What you have to do: Please count the lines of the entries that contain the string "negative", treating uppercase and lowercase letters as different, and give only that number.
===============
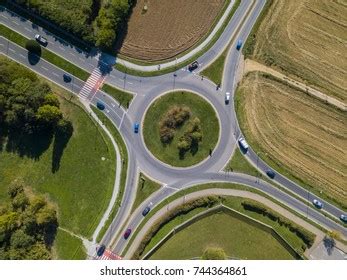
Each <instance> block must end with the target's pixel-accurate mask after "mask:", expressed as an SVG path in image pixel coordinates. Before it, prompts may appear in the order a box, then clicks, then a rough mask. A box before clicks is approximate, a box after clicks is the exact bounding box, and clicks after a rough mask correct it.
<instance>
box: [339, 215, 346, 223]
mask: <svg viewBox="0 0 347 280" xmlns="http://www.w3.org/2000/svg"><path fill="white" fill-rule="evenodd" d="M340 220H341V221H342V222H344V223H347V216H346V215H343V214H341V216H340Z"/></svg>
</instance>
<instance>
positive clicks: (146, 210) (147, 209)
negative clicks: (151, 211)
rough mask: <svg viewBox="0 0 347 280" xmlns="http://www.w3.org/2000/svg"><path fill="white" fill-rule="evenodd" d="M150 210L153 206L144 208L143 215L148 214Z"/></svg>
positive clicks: (142, 213) (150, 210)
mask: <svg viewBox="0 0 347 280" xmlns="http://www.w3.org/2000/svg"><path fill="white" fill-rule="evenodd" d="M149 211H151V208H150V207H149V206H147V207H146V208H145V209H143V211H142V216H146V215H147V214H148V212H149Z"/></svg>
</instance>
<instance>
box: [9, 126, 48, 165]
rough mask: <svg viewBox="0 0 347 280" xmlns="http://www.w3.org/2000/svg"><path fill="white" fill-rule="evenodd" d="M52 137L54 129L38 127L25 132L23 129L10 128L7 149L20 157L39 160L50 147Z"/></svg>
mask: <svg viewBox="0 0 347 280" xmlns="http://www.w3.org/2000/svg"><path fill="white" fill-rule="evenodd" d="M52 137H53V131H52V129H36V130H34V131H32V132H25V131H24V130H23V129H15V130H9V131H8V134H7V143H6V147H5V149H6V151H7V152H12V153H16V154H18V155H19V156H20V157H24V156H27V157H29V158H32V159H35V160H38V159H39V158H40V156H41V155H42V154H43V152H44V151H46V150H47V149H48V148H49V146H50V144H51V142H52Z"/></svg>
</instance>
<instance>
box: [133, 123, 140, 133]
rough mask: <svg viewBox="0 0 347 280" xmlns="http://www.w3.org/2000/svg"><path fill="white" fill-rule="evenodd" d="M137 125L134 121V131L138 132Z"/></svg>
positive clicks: (138, 124)
mask: <svg viewBox="0 0 347 280" xmlns="http://www.w3.org/2000/svg"><path fill="white" fill-rule="evenodd" d="M139 127H140V125H139V124H138V123H134V132H135V133H139Z"/></svg>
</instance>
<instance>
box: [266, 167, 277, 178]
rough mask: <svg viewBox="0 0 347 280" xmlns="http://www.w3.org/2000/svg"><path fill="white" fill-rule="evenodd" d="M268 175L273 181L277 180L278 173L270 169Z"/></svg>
mask: <svg viewBox="0 0 347 280" xmlns="http://www.w3.org/2000/svg"><path fill="white" fill-rule="evenodd" d="M266 175H267V176H269V177H270V178H271V179H273V178H275V175H276V173H275V172H274V171H273V170H271V169H268V170H266Z"/></svg>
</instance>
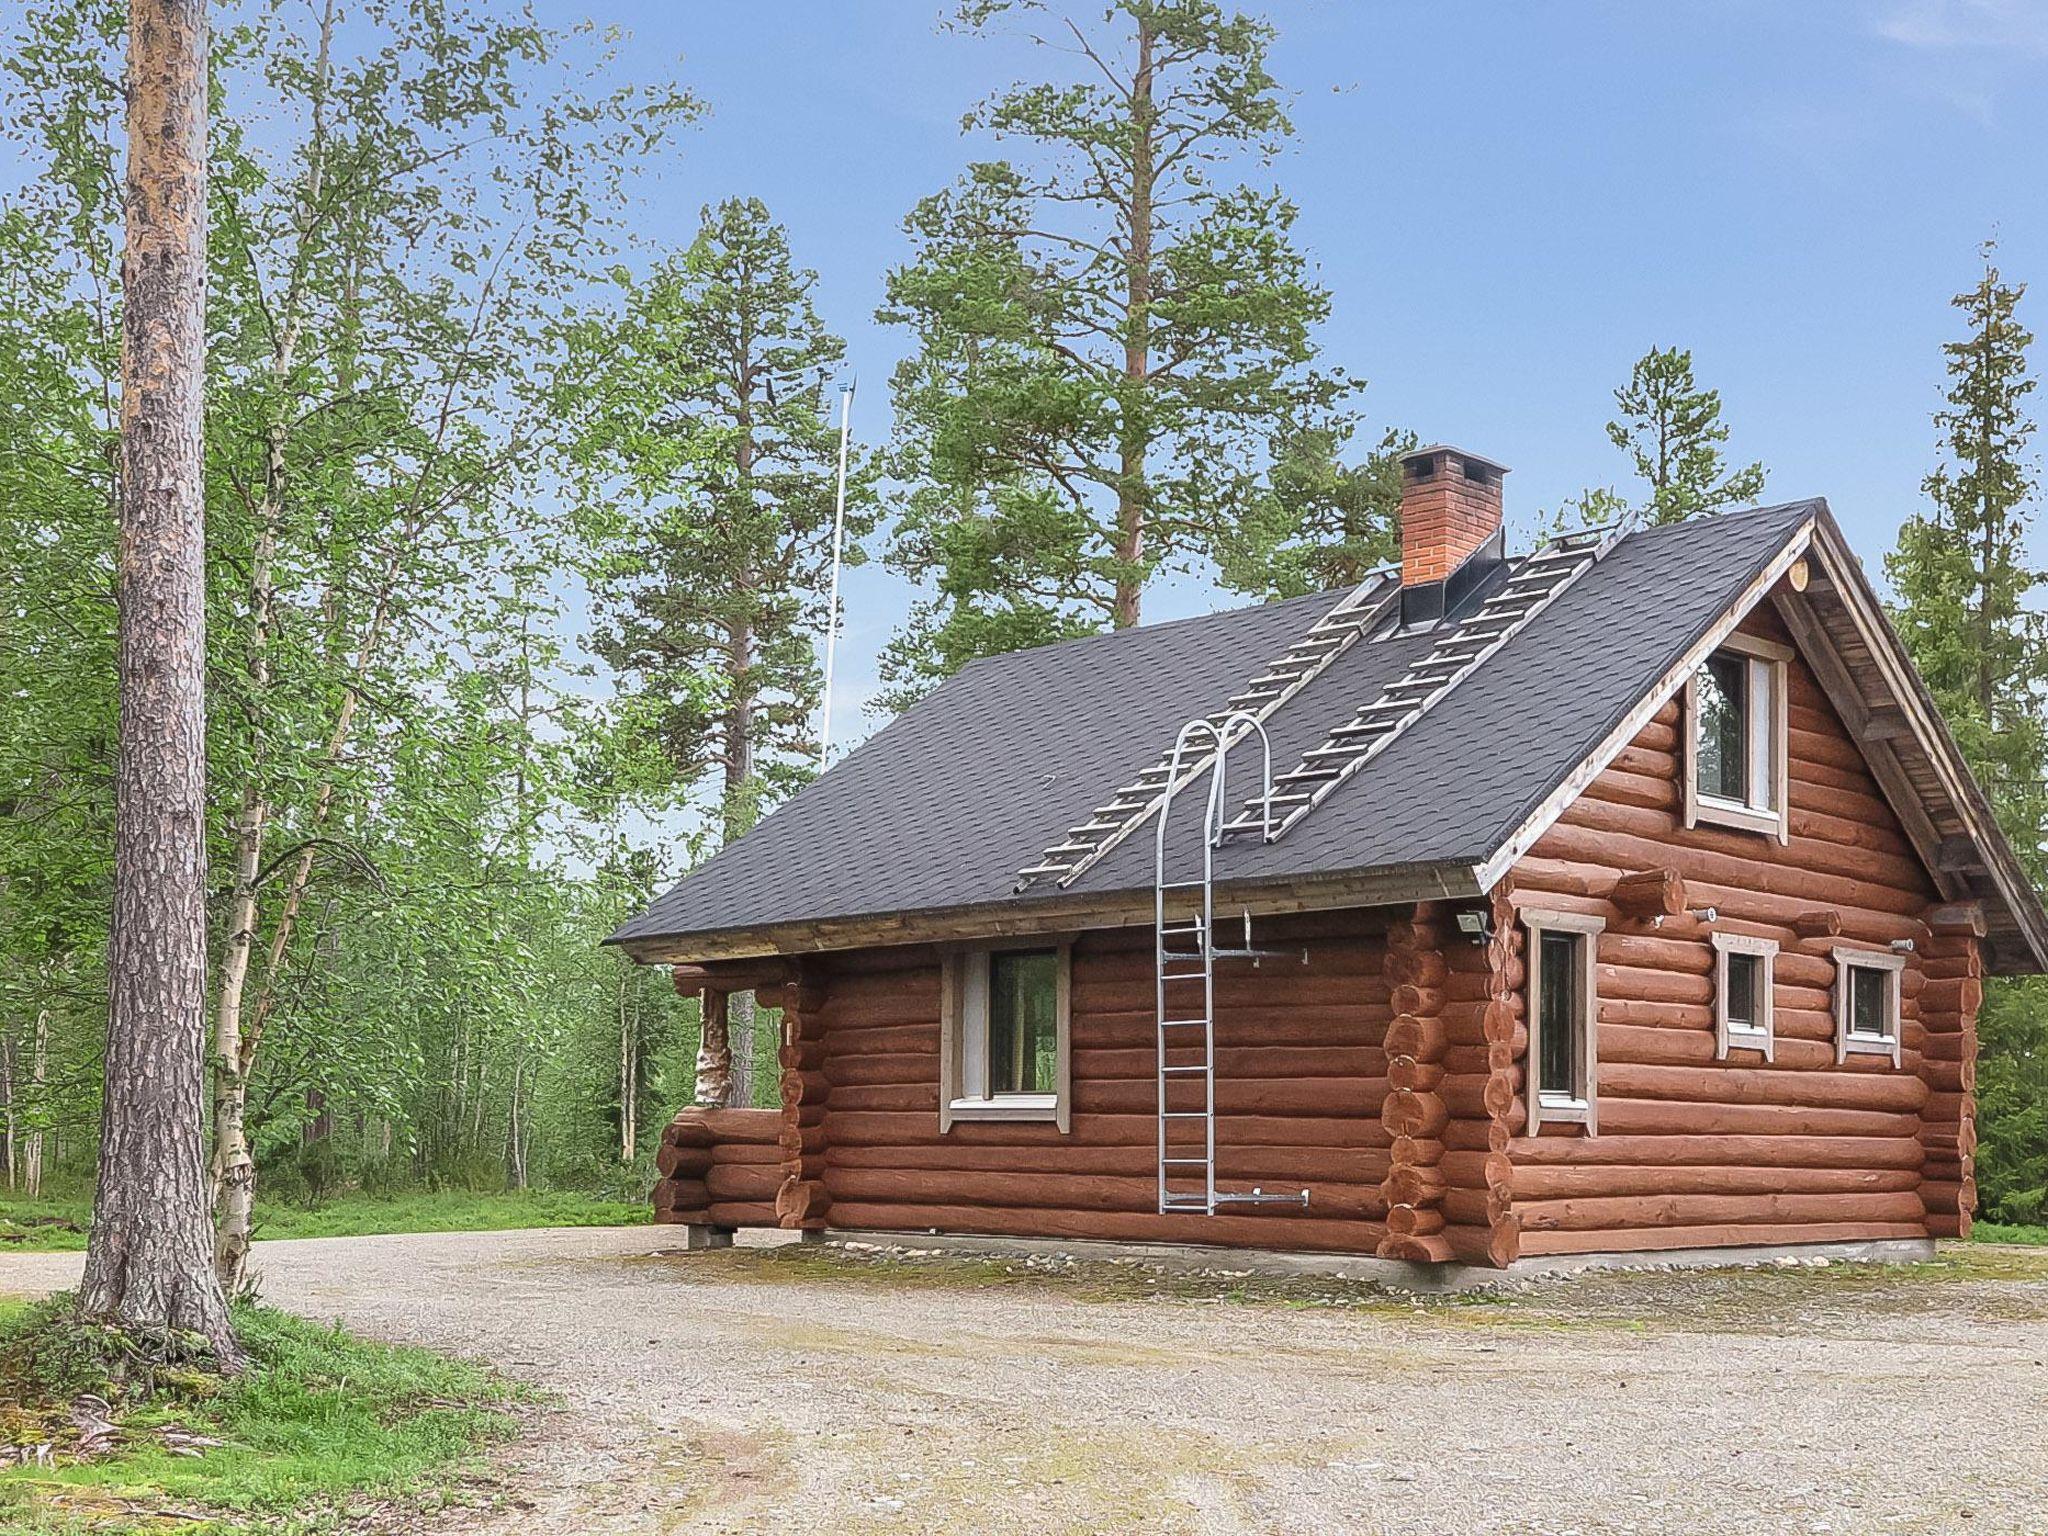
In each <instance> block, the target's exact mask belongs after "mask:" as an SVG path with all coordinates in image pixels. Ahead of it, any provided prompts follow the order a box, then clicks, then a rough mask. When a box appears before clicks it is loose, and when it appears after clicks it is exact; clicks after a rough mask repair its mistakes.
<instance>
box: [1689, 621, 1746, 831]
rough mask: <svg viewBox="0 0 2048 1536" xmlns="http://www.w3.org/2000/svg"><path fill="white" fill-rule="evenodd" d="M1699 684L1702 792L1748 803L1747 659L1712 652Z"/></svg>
mask: <svg viewBox="0 0 2048 1536" xmlns="http://www.w3.org/2000/svg"><path fill="white" fill-rule="evenodd" d="M1698 688H1700V733H1698V752H1700V793H1702V795H1712V797H1714V799H1716V801H1735V803H1737V805H1749V659H1747V657H1741V655H1737V653H1735V651H1714V653H1712V655H1710V657H1706V666H1704V668H1700V684H1698Z"/></svg>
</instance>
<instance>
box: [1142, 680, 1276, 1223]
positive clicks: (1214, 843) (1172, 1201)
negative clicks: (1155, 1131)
mask: <svg viewBox="0 0 2048 1536" xmlns="http://www.w3.org/2000/svg"><path fill="white" fill-rule="evenodd" d="M1253 731H1255V733H1257V737H1260V748H1262V754H1264V774H1262V778H1260V788H1262V793H1270V791H1272V778H1274V748H1272V741H1270V739H1266V727H1264V725H1262V723H1260V721H1257V719H1253V717H1251V715H1247V713H1243V711H1233V713H1229V715H1225V717H1223V719H1221V721H1219V719H1214V717H1196V719H1192V721H1188V723H1186V725H1182V727H1180V735H1176V737H1174V750H1171V752H1169V754H1167V766H1169V768H1171V770H1174V772H1169V774H1167V780H1165V782H1167V788H1165V793H1163V795H1161V797H1159V823H1157V834H1155V840H1153V971H1155V977H1157V981H1155V989H1153V1001H1155V1006H1157V1014H1155V1018H1157V1067H1159V1214H1174V1212H1178V1214H1196V1217H1214V1214H1217V1206H1225V1204H1231V1206H1262V1204H1300V1206H1307V1204H1309V1192H1307V1190H1300V1192H1298V1194H1268V1192H1266V1190H1257V1188H1253V1190H1249V1192H1225V1190H1219V1188H1217V961H1219V958H1239V956H1251V958H1253V961H1255V958H1257V956H1262V954H1266V950H1255V948H1251V915H1249V913H1247V915H1245V944H1243V948H1219V946H1217V844H1219V842H1223V803H1225V784H1223V778H1225V768H1227V766H1229V754H1231V745H1233V743H1235V741H1243V739H1245V737H1247V735H1251V733H1253ZM1190 752H1192V754H1194V758H1196V760H1200V762H1208V760H1214V764H1217V772H1214V774H1212V776H1210V780H1208V797H1206V809H1204V817H1202V874H1200V879H1190V881H1169V879H1167V856H1165V838H1167V821H1169V819H1171V811H1174V784H1178V782H1184V780H1182V772H1180V768H1182V760H1184V756H1186V754H1190ZM1192 772H1196V770H1190V776H1192ZM1190 907H1192V911H1190Z"/></svg>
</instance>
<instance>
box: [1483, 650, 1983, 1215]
mask: <svg viewBox="0 0 2048 1536" xmlns="http://www.w3.org/2000/svg"><path fill="white" fill-rule="evenodd" d="M1745 631H1751V633H1757V635H1763V637H1767V639H1776V641H1780V643H1788V637H1786V635H1784V631H1782V629H1780V625H1778V623H1776V616H1774V614H1769V612H1763V610H1759V612H1757V614H1753V616H1751V621H1747V623H1745ZM1788 705H1790V707H1788V725H1790V739H1788V780H1790V782H1788V801H1790V842H1788V844H1780V842H1778V840H1776V838H1765V836H1759V834H1749V831H1737V829H1724V827H1712V825H1700V827H1692V829H1688V827H1683V825H1681V819H1683V803H1681V793H1683V791H1681V778H1679V772H1681V758H1679V745H1681V743H1679V731H1681V719H1679V715H1681V711H1679V707H1677V702H1673V705H1669V707H1665V709H1663V711H1661V713H1659V715H1657V717H1655V719H1653V721H1651V725H1647V727H1645V729H1642V731H1640V733H1638V735H1636V739H1634V741H1632V743H1630V745H1628V748H1626V750H1624V752H1622V754H1620V758H1616V762H1614V764H1612V766H1610V768H1608V770H1606V772H1604V774H1599V778H1595V780H1593V782H1591V784H1589V786H1587V791H1585V793H1583V795H1581V797H1579V801H1577V803H1573V805H1571V807H1569V809H1567V811H1565V813H1563V817H1561V819H1559V821H1556V825H1554V827H1552V829H1550V831H1546V834H1544V836H1542V838H1540V840H1538V842H1536V846H1534V848H1532V850H1530V856H1528V858H1524V860H1522V862H1518V866H1516V868H1513V872H1511V874H1509V879H1507V881H1505V883H1503V887H1501V891H1499V897H1501V901H1503V907H1507V909H1513V907H1524V905H1536V907H1552V909H1559V907H1561V909H1571V911H1595V913H1602V915H1604V918H1606V920H1608V928H1606V932H1604V934H1602V936H1599V940H1597V963H1599V969H1597V989H1599V1026H1597V1028H1599V1040H1597V1094H1599V1135H1587V1133H1585V1128H1583V1126H1577V1124H1546V1126H1544V1128H1542V1135H1540V1137H1528V1135H1524V1126H1522V1124H1516V1126H1513V1135H1511V1137H1509V1141H1507V1147H1505V1151H1507V1161H1509V1167H1507V1171H1505V1194H1507V1200H1505V1206H1503V1214H1505V1217H1507V1221H1509V1223H1511V1227H1513V1229H1516V1233H1518V1245H1520V1251H1522V1253H1583V1251H1622V1249H1657V1247H1712V1245H1741V1243H1802V1241H1847V1239H1872V1237H1923V1235H1929V1233H1931V1235H1954V1233H1958V1231H1964V1229H1966V1225H1968V1217H1966V1212H1968V1204H1970V1202H1972V1200H1974V1190H1972V1184H1970V1176H1972V1161H1970V1159H1972V1151H1974V1128H1972V1102H1970V1090H1972V1083H1974V1049H1976V1042H1974V1014H1976V997H1978V991H1980V983H1978V981H1976V977H1978V948H1976V940H1974V938H1970V936H1968V934H1966V932H1962V934H1956V932H1948V934H1939V936H1937V934H1933V932H1931V930H1929V926H1927V918H1929V913H1931V911H1933V909H1935V905H1937V901H1939V897H1937V893H1935V887H1933V883H1931V879H1929V877H1927V872H1925V868H1923V866H1921V862H1919V860H1917V856H1915V854H1913V848H1911V844H1909V842H1907V836H1905V831H1903V827H1901V825H1898V819H1896V817H1894V813H1892V811H1890V807H1888V803H1886V799H1884V795H1882V791H1880V788H1878V784H1876V782H1874V780H1872V776H1870V772H1868V768H1866V766H1864V758H1862V752H1860V750H1858V745H1855V741H1853V739H1851V737H1849V731H1847V727H1845V725H1843V723H1841V719H1839V717H1837V713H1835V711H1833V707H1831V705H1829V700H1827V698H1825V696H1823V692H1821V688H1819V684H1817V682H1815V680H1812V676H1810V674H1808V670H1806V668H1804V664H1802V662H1798V659H1794V662H1792V664H1790V666H1788ZM1651 868H1673V870H1677V874H1679V877H1681V879H1683V885H1686V905H1688V907H1692V909H1698V907H1708V905H1712V907H1718V913H1720V915H1718V922H1716V924H1712V926H1708V924H1704V922H1698V920H1694V918H1683V915H1681V918H1673V920H1665V924H1663V926H1655V924H1653V922H1651V920H1649V915H1632V913H1636V911H1645V907H1642V905H1640V903H1638V901H1624V905H1616V903H1614V901H1610V899H1608V897H1610V895H1612V891H1614V883H1616V879H1620V877H1634V874H1640V872H1642V870H1651ZM1640 891H1642V883H1638V885H1636V887H1634V893H1640ZM1626 895H1630V891H1624V897H1626ZM1815 911H1835V913H1839V934H1841V938H1839V940H1837V938H1833V936H1827V932H1825V928H1829V926H1833V924H1831V922H1829V924H1815V922H1810V918H1808V913H1815ZM1802 918H1808V920H1806V922H1802ZM1714 928H1718V930H1722V932H1737V934H1755V936H1763V938H1774V940H1778V944H1780V950H1778V958H1776V971H1774V981H1776V989H1774V1004H1776V1053H1774V1059H1772V1061H1765V1059H1763V1055H1761V1053H1759V1051H1743V1049H1735V1051H1731V1053H1729V1059H1726V1061H1720V1059H1716V1047H1714V950H1712V946H1710V942H1708V934H1710V932H1712V930H1714ZM1841 940H1862V942H1866V944H1890V942H1894V940H1913V944H1915V950H1913V954H1911V958H1909V965H1907V969H1905V973H1903V977H1901V1040H1903V1053H1901V1065H1898V1067H1894V1065H1892V1063H1890V1059H1886V1057H1870V1055H1864V1057H1855V1055H1851V1057H1849V1059H1847V1061H1845V1063H1841V1065H1837V1063H1835V1012H1833V1001H1835V999H1833V985H1835V963H1833V954H1831V950H1833V946H1835V944H1837V942H1841ZM1509 971H1511V975H1501V977H1497V979H1499V981H1503V983H1511V987H1505V989H1503V991H1505V995H1503V997H1501V1004H1503V1008H1505V1012H1509V1014H1511V1016H1513V1020H1516V1028H1513V1032H1511V1034H1513V1040H1516V1057H1518V1059H1516V1063H1513V1067H1511V1073H1509V1075H1511V1081H1513V1087H1516V1094H1518V1096H1520V1092H1522V1087H1524V1069H1526V1059H1528V1057H1526V1038H1528V1030H1526V1020H1524V1012H1526V1008H1524V1004H1526V999H1524V995H1522V965H1520V958H1518V956H1516V958H1511V961H1509ZM1454 1167H1456V1169H1458V1171H1460V1174H1464V1176H1473V1174H1475V1171H1477V1169H1475V1165H1470V1163H1466V1161H1460V1163H1456V1165H1454Z"/></svg>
===============
Solution for this task: 2